[Task statement]: The lines from the start of the records below through the line containing "[locate] white support" are to be copied exactly, both ends included, with nothing added.

(Available data Opens)

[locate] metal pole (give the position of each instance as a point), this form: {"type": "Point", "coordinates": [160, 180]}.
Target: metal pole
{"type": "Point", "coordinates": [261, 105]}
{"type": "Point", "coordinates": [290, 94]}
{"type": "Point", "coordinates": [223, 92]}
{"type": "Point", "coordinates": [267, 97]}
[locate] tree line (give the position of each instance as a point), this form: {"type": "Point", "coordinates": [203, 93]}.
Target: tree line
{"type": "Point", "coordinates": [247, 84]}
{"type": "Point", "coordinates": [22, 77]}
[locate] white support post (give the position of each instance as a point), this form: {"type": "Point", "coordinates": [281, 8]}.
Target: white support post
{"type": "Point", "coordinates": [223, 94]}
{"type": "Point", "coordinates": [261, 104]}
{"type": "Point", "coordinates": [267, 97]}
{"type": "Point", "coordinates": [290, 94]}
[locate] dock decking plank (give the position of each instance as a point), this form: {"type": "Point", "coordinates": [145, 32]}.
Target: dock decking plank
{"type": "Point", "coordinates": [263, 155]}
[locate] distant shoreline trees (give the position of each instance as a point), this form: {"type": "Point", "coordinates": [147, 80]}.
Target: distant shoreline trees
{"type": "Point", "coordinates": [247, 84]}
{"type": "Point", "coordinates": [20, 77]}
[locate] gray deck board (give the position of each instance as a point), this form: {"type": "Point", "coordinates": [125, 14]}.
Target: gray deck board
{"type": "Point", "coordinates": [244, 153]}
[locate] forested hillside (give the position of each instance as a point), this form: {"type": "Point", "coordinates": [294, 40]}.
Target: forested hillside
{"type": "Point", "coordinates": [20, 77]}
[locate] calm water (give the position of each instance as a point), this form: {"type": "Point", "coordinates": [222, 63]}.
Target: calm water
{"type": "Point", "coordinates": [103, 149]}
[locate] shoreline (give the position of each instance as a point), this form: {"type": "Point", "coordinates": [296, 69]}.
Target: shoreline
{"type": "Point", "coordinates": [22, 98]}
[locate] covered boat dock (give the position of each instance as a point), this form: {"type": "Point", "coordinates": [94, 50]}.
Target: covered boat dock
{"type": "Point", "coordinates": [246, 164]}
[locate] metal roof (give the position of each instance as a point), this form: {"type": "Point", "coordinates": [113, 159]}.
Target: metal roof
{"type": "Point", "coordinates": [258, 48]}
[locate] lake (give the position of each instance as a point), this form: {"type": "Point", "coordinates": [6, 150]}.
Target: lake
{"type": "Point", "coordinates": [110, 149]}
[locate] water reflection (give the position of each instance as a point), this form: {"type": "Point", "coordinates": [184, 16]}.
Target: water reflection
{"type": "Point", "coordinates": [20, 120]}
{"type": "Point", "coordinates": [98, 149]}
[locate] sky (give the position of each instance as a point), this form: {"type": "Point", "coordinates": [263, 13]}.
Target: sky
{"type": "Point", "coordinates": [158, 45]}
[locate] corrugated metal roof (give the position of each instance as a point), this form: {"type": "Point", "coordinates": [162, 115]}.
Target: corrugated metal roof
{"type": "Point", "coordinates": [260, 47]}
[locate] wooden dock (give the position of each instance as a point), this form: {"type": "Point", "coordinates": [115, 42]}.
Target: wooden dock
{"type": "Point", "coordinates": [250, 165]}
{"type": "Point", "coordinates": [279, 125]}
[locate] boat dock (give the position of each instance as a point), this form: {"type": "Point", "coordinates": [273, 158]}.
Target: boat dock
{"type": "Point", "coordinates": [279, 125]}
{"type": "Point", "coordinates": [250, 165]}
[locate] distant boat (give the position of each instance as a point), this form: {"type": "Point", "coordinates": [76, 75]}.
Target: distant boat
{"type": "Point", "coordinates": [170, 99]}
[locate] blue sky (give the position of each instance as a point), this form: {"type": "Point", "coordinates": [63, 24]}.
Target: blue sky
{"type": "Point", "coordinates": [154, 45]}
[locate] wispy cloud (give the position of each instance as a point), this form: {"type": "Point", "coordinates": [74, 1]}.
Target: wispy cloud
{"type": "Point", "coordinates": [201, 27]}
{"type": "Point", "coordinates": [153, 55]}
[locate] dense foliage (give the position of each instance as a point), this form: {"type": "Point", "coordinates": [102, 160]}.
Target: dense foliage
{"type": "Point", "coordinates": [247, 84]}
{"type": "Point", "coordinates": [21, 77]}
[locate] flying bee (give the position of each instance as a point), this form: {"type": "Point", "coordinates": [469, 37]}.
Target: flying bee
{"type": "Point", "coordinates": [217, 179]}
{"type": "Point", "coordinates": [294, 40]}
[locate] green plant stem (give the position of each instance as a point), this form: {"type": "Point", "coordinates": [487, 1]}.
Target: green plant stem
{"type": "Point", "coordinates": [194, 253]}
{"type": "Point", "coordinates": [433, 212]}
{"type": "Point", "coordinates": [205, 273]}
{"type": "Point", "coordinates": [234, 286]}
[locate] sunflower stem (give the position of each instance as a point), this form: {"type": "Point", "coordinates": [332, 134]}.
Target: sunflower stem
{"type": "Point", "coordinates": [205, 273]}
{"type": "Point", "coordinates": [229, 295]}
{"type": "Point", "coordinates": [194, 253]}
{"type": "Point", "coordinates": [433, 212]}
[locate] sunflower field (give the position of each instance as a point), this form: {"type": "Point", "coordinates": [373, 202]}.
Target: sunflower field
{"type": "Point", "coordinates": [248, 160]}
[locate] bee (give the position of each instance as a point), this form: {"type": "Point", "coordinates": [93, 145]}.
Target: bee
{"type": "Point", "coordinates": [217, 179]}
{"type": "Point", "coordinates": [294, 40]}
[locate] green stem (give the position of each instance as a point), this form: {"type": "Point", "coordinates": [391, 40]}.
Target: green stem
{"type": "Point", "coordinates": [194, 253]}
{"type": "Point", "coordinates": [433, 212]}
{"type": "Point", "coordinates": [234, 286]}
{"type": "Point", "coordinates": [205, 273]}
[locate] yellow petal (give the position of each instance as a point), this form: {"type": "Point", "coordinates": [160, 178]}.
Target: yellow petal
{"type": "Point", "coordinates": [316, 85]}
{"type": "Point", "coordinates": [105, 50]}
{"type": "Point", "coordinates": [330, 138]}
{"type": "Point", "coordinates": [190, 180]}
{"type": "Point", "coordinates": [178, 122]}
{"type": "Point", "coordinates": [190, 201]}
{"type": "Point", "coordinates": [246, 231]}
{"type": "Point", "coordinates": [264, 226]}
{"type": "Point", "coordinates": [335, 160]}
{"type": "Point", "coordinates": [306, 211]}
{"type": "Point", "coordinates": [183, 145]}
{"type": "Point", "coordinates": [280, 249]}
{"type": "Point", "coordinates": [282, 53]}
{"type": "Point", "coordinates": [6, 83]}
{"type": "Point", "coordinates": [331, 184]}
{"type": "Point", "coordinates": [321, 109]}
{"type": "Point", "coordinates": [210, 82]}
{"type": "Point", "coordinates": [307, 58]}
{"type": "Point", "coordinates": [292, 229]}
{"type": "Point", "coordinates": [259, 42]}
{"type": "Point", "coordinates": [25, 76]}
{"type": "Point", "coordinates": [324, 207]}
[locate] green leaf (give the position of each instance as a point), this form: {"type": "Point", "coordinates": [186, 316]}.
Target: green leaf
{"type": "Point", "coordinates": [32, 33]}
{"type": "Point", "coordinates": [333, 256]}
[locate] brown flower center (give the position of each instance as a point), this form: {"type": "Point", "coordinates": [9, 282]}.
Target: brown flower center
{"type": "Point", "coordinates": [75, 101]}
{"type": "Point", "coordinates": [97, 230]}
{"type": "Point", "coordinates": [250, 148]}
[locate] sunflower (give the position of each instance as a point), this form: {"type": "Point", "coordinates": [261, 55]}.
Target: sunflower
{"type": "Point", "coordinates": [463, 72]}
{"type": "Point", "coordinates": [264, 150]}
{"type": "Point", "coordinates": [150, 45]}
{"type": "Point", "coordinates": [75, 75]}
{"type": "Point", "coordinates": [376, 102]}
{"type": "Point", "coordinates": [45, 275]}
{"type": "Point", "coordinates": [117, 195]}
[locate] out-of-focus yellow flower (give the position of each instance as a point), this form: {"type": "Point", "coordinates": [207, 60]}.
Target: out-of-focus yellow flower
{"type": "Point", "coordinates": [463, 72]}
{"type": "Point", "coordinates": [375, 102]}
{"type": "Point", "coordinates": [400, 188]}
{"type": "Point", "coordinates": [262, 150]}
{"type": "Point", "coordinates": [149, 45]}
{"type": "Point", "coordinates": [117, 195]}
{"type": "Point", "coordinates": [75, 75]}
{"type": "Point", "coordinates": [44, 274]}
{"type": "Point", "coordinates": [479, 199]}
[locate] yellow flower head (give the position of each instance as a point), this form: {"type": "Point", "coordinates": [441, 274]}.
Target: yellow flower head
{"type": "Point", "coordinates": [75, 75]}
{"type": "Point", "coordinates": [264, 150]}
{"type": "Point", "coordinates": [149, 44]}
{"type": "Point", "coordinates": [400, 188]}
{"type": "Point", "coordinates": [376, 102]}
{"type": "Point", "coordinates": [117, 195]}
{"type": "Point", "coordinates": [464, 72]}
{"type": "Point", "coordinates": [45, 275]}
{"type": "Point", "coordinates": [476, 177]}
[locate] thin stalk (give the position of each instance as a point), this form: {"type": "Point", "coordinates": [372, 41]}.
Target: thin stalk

(Available data Closes)

[Result]:
[locate] metal pole (give the position of each instance as a point), this form: {"type": "Point", "coordinates": [160, 180]}.
Target: metal pole
{"type": "Point", "coordinates": [261, 105]}
{"type": "Point", "coordinates": [290, 94]}
{"type": "Point", "coordinates": [223, 92]}
{"type": "Point", "coordinates": [267, 97]}
[locate] tree line (give the position of each instance as a point), this form: {"type": "Point", "coordinates": [203, 93]}.
Target: tree line
{"type": "Point", "coordinates": [247, 84]}
{"type": "Point", "coordinates": [22, 77]}
[locate] white support post (give the position of each instance as a point), this form: {"type": "Point", "coordinates": [281, 8]}.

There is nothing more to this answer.